● 記述問題 A: 以下の行から、文字列「tinsel」を含む行をすべて抜き出して列挙せよ。

ビデオ会議システムは、経営的な側面からいえば、会議にかかる時間、距離、経費などを削減するとして注目されている。しかし、実際の現場の声に耳を傾けてみると、たとえビデオ会議といえども、一般に、その会議への全員参加は難しく、特に意思決定に大きな影響力を持っている人ほど、多忙で欠席するケースが多い。そういった欠席者による意思決定の先延ばしなどが、敏速な意思決定が要求される企業において大きな問題となる(例えば、非特許文献1参照。)。
【0003】
【非特許文献1】
田中充,勅使河原可海,山田善靖,「同期型・非同期型の特徴を活かした会議不参加者支援のためのビデオ会議システムの設計」,情報処理学会研究報告「グループウェア」,No.028−012,1998
【0004】
【発明が解決しようとする課題】
会議の欠席者は、一般に会議の内容を理解するために会議議事録を確認する。このような会議議事録は、欠席した場合だけでなく、後日会議の内容を確認したい場合にも必要であるため重要となる。

● データ一覧:
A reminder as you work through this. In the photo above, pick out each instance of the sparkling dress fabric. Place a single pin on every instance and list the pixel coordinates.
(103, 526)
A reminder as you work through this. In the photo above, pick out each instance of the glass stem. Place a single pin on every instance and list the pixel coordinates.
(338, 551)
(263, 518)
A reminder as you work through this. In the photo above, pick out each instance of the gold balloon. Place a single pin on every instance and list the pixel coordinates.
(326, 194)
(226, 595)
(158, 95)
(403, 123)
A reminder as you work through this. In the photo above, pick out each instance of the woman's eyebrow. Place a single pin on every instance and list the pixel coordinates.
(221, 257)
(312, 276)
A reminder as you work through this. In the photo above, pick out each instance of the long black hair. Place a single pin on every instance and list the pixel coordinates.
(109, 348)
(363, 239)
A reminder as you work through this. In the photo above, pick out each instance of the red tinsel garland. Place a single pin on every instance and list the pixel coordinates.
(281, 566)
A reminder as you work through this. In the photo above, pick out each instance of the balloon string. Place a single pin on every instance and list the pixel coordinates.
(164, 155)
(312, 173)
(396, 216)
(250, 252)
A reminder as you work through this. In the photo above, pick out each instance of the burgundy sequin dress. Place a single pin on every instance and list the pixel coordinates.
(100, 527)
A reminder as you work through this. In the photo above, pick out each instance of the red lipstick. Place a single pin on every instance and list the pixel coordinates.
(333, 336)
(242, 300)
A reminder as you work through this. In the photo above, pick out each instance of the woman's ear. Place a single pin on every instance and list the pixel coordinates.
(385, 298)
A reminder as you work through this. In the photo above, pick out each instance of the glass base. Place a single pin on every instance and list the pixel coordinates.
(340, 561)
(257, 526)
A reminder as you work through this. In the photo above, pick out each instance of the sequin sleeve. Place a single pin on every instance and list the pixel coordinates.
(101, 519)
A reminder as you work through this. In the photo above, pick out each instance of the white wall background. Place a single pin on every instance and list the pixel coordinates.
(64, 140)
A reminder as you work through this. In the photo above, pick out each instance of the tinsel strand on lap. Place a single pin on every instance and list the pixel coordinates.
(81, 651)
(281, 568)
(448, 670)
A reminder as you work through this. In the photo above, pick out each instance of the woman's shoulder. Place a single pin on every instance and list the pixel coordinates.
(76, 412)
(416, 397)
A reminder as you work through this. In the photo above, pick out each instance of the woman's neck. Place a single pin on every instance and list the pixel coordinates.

● 記述問題 B: ビデオ会議システムに関する抜粋文によれば、会議の欠席者は会議の内容を理解するために一般に何を確認するか。

● 問題の解答 A:
A reminder as you work through this. In the photo above, pick out each instance of the red tinsel garland. Place a single pin on every instance and list the pixel coordinates.
A reminder as you work through this. In the photo above, pick out each instance of the tinsel strand on lap. Place a single pin on every instance and list the pixel coordinates.

● 問題の解答 B: 会議議事録